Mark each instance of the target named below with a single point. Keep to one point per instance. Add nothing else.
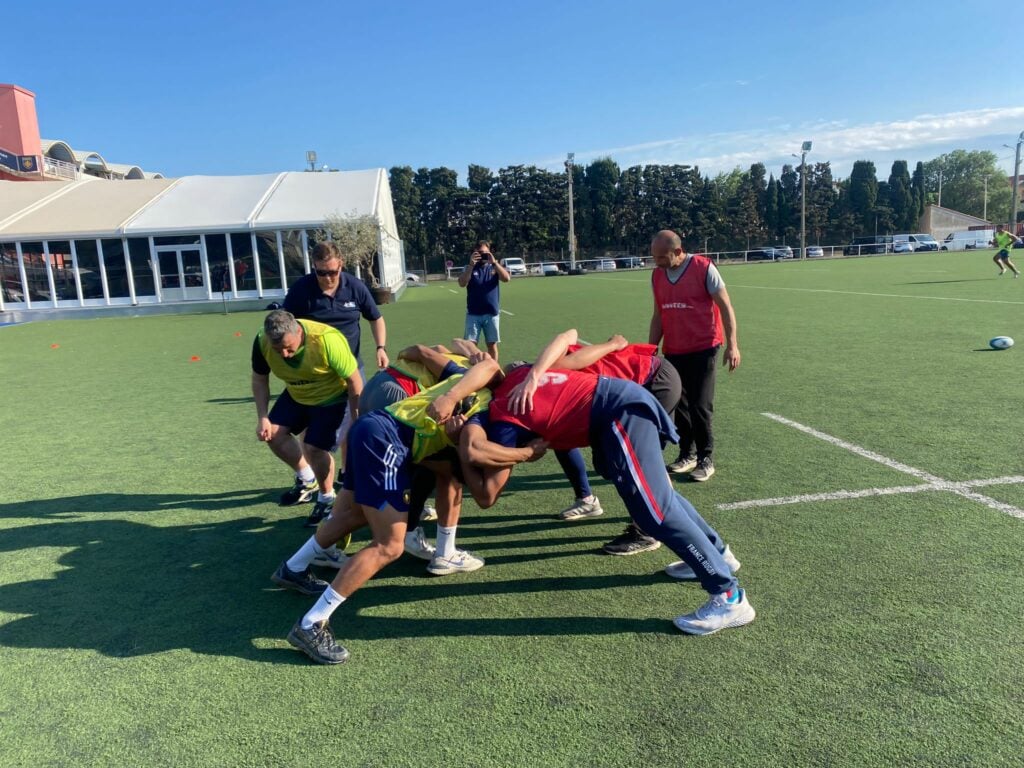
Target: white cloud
(916, 138)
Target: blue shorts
(379, 466)
(487, 324)
(320, 422)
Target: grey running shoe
(631, 542)
(305, 582)
(582, 510)
(460, 562)
(418, 546)
(681, 570)
(300, 493)
(683, 464)
(717, 613)
(317, 643)
(322, 510)
(704, 471)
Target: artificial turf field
(138, 527)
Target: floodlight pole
(1017, 175)
(806, 147)
(568, 173)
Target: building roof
(99, 208)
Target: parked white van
(514, 265)
(968, 240)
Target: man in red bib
(692, 317)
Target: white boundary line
(931, 482)
(886, 295)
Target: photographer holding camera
(481, 279)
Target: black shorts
(320, 422)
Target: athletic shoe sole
(745, 617)
(295, 587)
(450, 569)
(639, 549)
(297, 643)
(580, 515)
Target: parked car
(514, 265)
(967, 240)
(770, 253)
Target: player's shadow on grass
(127, 589)
(92, 503)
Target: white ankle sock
(328, 603)
(298, 562)
(445, 541)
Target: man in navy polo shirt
(330, 296)
(481, 279)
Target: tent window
(88, 268)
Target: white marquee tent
(99, 243)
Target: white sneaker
(581, 510)
(460, 562)
(418, 546)
(717, 614)
(680, 569)
(331, 558)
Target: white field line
(932, 481)
(885, 295)
(863, 494)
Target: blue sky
(229, 87)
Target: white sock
(328, 603)
(445, 541)
(298, 562)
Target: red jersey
(633, 364)
(690, 318)
(561, 407)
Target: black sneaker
(305, 582)
(321, 511)
(631, 542)
(317, 643)
(704, 471)
(300, 493)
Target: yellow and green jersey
(1004, 241)
(429, 435)
(423, 375)
(316, 374)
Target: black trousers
(696, 407)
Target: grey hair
(280, 324)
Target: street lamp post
(804, 148)
(1017, 176)
(568, 172)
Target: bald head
(667, 249)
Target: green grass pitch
(138, 527)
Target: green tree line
(523, 209)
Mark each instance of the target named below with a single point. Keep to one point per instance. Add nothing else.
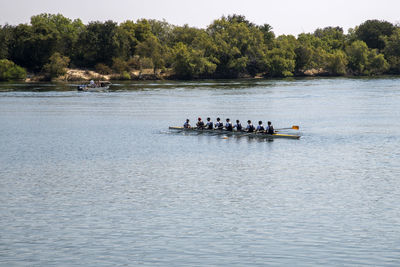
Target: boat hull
(237, 133)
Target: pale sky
(285, 16)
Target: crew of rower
(209, 125)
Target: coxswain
(209, 124)
(238, 126)
(200, 124)
(260, 127)
(228, 125)
(186, 125)
(270, 128)
(250, 127)
(219, 125)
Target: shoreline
(84, 75)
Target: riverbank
(84, 75)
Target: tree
(372, 31)
(56, 66)
(239, 47)
(331, 37)
(336, 62)
(98, 43)
(357, 54)
(190, 63)
(10, 71)
(281, 59)
(392, 51)
(151, 48)
(365, 61)
(6, 36)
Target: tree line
(230, 47)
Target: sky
(285, 16)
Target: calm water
(96, 179)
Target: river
(97, 179)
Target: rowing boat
(236, 133)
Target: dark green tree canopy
(372, 31)
(230, 47)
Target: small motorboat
(92, 86)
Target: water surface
(97, 179)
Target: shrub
(57, 65)
(10, 71)
(119, 65)
(125, 76)
(103, 69)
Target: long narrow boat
(237, 133)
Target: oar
(294, 127)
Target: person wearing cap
(238, 126)
(228, 125)
(209, 124)
(186, 125)
(200, 124)
(250, 128)
(270, 128)
(260, 127)
(219, 125)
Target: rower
(186, 125)
(260, 127)
(209, 124)
(238, 126)
(219, 125)
(250, 127)
(228, 125)
(200, 124)
(270, 128)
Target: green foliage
(56, 66)
(229, 47)
(103, 69)
(392, 51)
(97, 43)
(119, 65)
(357, 54)
(190, 63)
(10, 71)
(281, 59)
(365, 61)
(335, 63)
(125, 75)
(152, 48)
(373, 31)
(238, 47)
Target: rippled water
(97, 179)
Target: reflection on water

..............................

> **REQUIREMENTS**
Set down, word for word, only the lines running from the line with "Target: tree line" to the last line of the listing above. Both of those lines belong in your answer.

> **COMPLETE OUTPUT**
Target: tree line
(230, 47)
Target: sky
(285, 16)
Target: calm water
(96, 179)
Target: river
(97, 179)
Target: rowing boat
(236, 133)
Target: dark green tree canopy
(372, 31)
(230, 47)
Target: small motorboat
(92, 86)
Target: water surface
(97, 179)
Target: shrub
(57, 65)
(10, 71)
(119, 65)
(125, 76)
(103, 69)
Target: long narrow boat
(237, 133)
Target: oar
(294, 127)
Target: person wearing cap
(238, 126)
(228, 125)
(209, 124)
(186, 125)
(200, 124)
(250, 128)
(270, 128)
(260, 127)
(219, 125)
Target: rower
(186, 125)
(260, 127)
(209, 124)
(238, 126)
(219, 125)
(250, 127)
(228, 125)
(200, 124)
(270, 128)
Target: green foliage
(56, 66)
(229, 47)
(103, 69)
(392, 51)
(97, 43)
(119, 65)
(357, 54)
(190, 63)
(10, 71)
(281, 59)
(365, 61)
(335, 63)
(125, 75)
(152, 48)
(373, 31)
(238, 47)
Target: rippled water
(97, 179)
Target: reflection on water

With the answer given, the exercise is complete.